— Start of WORKING DATA —
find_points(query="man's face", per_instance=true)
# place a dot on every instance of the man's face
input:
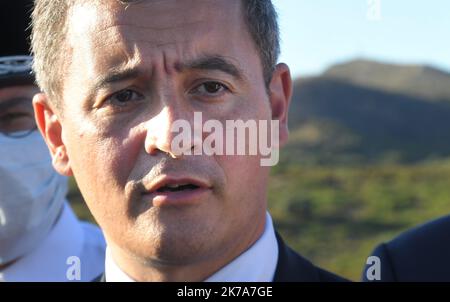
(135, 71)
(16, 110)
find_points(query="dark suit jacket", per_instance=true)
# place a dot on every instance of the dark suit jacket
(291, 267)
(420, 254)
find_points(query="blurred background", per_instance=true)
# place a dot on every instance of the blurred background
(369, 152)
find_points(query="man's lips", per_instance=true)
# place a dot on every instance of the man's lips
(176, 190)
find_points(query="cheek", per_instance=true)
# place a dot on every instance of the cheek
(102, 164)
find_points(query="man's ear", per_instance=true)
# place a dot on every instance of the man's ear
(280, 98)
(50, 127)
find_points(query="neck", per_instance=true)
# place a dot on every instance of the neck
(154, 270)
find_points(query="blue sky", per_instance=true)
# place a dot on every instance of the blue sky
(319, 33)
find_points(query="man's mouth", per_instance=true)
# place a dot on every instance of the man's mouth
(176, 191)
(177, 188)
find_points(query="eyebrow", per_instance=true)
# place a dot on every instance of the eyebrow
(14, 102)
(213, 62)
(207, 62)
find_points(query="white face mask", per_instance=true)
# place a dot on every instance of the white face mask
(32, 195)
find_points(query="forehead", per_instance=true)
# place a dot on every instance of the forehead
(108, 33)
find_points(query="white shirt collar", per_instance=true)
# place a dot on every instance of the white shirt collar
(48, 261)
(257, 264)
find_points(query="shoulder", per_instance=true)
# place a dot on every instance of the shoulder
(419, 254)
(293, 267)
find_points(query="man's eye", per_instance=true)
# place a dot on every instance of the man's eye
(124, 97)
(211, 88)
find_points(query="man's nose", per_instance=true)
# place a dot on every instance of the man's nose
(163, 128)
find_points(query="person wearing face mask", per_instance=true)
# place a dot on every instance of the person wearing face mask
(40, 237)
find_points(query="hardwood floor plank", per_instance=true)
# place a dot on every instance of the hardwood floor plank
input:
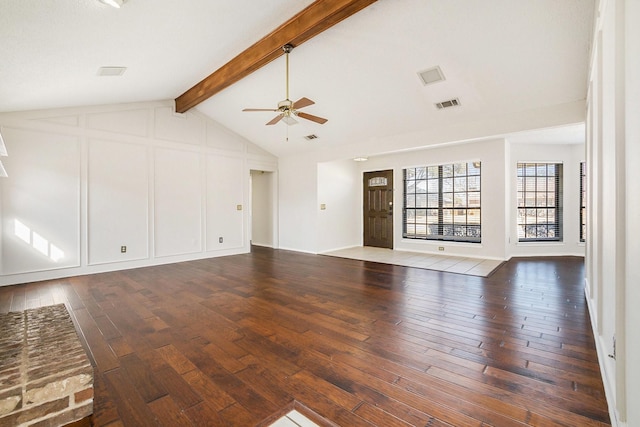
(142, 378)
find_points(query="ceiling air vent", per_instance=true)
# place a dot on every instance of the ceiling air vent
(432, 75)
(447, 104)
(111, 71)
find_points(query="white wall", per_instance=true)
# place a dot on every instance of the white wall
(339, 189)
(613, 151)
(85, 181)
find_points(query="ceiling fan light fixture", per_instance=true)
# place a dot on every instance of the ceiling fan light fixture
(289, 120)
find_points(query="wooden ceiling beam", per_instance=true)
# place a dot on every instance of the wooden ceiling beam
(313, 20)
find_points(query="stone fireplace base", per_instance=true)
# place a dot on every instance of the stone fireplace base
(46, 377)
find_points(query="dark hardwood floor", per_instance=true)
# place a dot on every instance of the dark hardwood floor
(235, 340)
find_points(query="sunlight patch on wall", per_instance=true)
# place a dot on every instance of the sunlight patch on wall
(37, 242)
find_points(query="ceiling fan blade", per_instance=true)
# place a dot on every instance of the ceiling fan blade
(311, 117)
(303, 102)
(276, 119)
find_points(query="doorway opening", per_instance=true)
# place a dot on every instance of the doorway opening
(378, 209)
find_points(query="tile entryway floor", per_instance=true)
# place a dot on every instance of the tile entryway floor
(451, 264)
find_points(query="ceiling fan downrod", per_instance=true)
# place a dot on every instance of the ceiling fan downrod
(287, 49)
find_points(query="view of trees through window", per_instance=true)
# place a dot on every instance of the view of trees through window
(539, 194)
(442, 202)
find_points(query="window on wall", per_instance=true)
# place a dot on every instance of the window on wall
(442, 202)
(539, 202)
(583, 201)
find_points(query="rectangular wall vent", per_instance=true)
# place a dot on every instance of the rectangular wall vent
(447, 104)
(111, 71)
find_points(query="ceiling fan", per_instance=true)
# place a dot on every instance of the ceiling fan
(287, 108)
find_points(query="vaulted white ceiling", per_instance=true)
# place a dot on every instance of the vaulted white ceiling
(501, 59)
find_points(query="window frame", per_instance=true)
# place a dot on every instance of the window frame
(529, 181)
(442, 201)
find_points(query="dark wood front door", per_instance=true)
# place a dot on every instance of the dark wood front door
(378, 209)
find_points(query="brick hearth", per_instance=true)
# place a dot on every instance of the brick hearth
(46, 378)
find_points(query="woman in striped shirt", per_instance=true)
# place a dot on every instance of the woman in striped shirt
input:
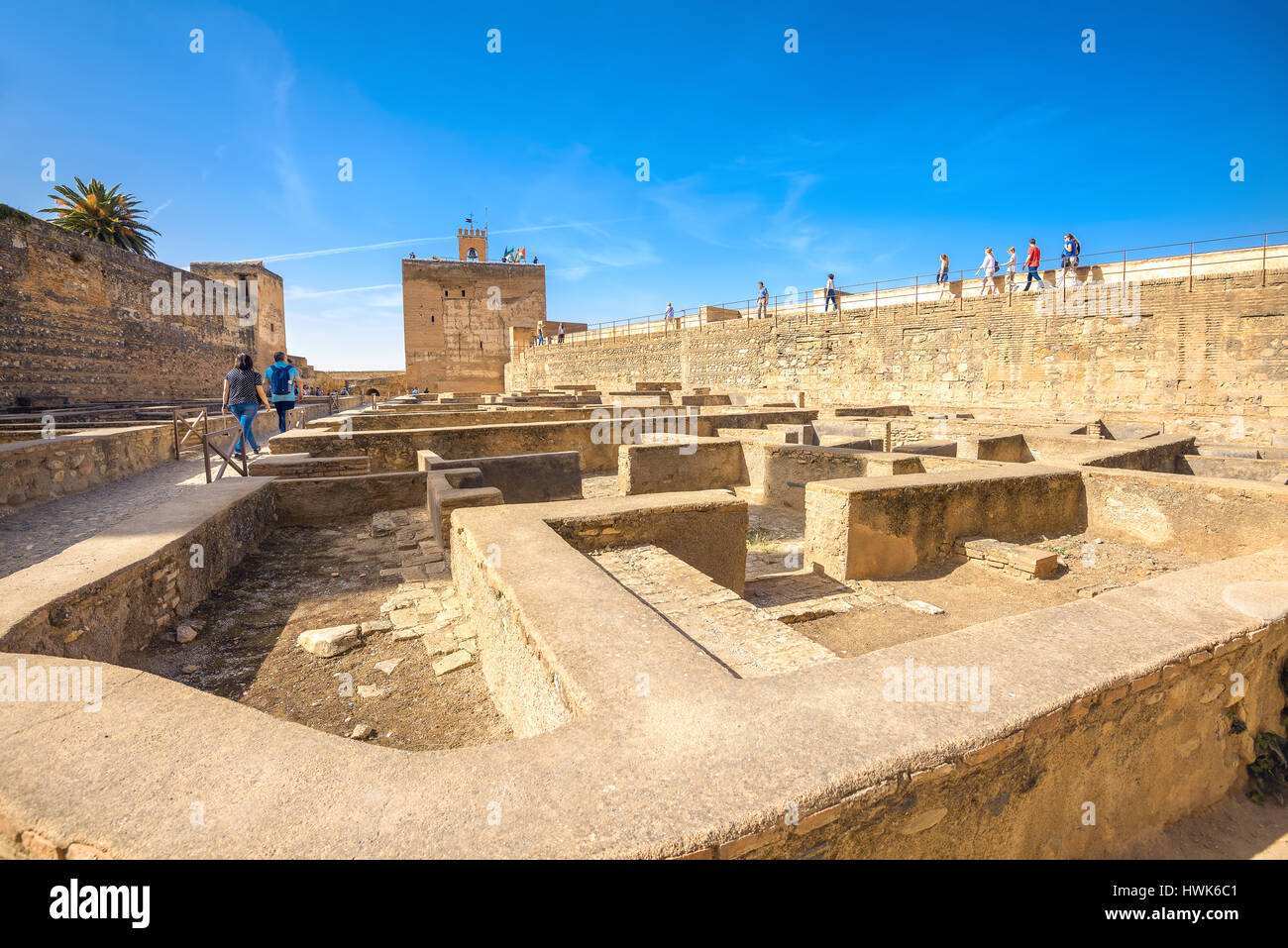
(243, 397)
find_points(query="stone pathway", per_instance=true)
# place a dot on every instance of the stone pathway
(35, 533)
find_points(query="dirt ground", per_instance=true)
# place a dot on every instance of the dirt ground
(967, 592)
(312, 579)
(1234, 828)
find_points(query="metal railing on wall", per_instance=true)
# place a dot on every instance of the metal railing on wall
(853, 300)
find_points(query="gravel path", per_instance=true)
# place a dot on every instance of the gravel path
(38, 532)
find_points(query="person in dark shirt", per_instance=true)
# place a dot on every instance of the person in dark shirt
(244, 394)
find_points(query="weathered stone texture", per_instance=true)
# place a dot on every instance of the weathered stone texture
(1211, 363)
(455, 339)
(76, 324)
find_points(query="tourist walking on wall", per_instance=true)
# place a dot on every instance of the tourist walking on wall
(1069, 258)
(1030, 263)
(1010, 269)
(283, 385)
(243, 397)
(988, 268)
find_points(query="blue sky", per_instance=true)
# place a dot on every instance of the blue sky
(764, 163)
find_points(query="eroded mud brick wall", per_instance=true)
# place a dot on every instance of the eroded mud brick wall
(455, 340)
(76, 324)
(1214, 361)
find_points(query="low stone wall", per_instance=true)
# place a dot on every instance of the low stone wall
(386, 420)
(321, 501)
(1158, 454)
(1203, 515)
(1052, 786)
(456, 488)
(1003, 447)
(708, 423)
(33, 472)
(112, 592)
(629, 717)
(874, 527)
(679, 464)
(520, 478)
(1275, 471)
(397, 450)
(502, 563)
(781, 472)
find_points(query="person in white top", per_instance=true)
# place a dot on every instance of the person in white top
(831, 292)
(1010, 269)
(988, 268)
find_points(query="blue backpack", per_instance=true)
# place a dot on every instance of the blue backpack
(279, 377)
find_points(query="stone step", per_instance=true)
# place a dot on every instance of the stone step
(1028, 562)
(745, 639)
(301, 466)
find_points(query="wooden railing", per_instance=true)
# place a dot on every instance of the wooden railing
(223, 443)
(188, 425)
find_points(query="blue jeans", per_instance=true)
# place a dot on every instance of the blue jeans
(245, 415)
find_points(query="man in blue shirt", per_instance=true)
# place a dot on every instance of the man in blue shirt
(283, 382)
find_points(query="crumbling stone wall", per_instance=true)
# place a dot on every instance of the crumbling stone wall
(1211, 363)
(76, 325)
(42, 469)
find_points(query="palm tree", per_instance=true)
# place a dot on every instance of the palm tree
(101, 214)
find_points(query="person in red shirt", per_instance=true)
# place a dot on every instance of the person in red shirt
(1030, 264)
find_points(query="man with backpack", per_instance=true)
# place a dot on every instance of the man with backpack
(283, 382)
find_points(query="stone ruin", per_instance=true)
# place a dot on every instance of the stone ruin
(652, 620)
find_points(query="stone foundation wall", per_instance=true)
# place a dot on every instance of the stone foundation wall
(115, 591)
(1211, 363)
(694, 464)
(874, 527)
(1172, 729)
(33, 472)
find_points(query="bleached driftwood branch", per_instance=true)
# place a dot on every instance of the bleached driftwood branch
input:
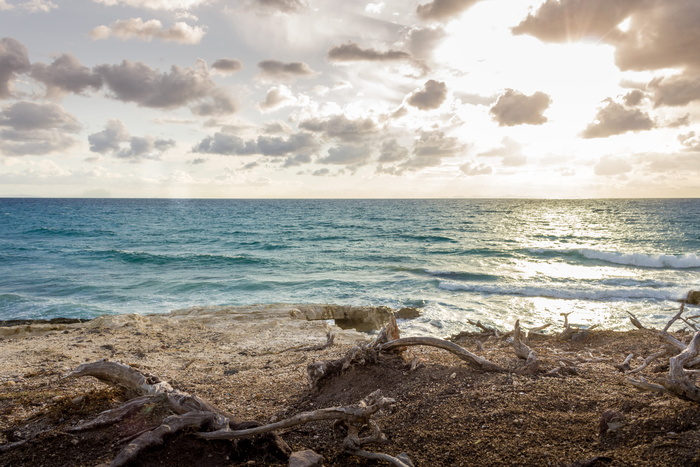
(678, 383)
— End of WORKING DATA —
— Start of WORKING DATA —
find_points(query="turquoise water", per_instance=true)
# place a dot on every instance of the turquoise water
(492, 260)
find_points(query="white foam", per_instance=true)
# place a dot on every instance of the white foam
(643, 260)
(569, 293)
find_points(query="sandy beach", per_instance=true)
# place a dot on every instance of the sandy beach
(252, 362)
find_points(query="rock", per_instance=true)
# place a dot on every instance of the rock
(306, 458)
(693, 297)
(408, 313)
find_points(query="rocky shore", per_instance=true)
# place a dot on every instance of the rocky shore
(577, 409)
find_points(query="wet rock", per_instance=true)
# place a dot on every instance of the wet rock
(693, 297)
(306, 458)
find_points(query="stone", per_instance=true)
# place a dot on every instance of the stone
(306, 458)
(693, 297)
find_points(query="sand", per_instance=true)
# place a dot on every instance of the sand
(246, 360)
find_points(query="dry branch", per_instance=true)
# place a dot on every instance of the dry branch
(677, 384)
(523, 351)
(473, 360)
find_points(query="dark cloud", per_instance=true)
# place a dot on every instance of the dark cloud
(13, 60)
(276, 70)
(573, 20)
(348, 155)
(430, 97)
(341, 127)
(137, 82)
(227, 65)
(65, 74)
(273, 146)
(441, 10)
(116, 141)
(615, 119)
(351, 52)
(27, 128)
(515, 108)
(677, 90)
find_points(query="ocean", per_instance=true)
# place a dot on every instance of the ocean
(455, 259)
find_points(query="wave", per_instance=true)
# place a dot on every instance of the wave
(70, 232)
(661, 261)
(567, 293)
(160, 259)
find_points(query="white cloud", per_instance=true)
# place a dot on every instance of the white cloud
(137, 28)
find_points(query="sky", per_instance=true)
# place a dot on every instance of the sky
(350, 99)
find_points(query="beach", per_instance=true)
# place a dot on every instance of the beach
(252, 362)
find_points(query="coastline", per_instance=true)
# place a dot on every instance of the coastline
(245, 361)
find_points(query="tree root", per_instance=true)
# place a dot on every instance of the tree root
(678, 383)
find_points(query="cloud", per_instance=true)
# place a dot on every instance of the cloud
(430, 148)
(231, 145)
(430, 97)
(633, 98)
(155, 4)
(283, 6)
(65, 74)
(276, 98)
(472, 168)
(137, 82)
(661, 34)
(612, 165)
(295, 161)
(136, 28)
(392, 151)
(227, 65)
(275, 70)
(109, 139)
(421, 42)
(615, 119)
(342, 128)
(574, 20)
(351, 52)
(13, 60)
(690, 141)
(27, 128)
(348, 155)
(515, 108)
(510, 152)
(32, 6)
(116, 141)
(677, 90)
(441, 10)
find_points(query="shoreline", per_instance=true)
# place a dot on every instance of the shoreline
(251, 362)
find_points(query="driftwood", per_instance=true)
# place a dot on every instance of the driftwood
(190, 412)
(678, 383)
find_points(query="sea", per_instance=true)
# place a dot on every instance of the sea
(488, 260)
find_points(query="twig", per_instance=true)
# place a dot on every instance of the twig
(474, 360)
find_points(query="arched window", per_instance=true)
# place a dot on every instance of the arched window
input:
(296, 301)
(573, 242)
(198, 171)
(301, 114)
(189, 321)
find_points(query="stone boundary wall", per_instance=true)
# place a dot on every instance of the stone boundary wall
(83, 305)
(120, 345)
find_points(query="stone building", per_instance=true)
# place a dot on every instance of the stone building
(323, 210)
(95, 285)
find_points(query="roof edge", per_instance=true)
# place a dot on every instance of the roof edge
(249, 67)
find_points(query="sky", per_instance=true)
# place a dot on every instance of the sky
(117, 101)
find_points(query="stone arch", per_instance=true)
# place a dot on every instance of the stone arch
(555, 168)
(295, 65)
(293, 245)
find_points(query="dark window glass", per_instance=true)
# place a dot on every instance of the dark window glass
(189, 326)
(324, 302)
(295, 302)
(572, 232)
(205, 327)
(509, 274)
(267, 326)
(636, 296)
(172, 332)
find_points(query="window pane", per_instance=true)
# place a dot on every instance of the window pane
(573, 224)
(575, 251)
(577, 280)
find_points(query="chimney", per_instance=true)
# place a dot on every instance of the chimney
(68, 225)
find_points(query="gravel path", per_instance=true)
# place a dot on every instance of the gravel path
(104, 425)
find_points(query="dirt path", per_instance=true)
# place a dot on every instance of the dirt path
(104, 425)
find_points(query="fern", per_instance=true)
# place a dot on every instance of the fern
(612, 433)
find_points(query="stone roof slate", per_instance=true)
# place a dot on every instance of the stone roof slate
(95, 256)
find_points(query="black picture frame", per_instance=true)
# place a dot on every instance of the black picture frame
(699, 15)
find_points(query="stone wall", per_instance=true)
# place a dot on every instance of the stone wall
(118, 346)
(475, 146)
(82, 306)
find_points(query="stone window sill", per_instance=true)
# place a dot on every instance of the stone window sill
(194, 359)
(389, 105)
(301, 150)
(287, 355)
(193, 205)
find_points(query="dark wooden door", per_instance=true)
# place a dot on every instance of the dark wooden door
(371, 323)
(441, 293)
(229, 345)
— End of WORKING DATA —
**WHAT YOU ARE ASKED TO DO:** State how many lines in the rows above contain the string "slate", with case counting, and reply with that number alone.

**FULL OUTPUT:** 2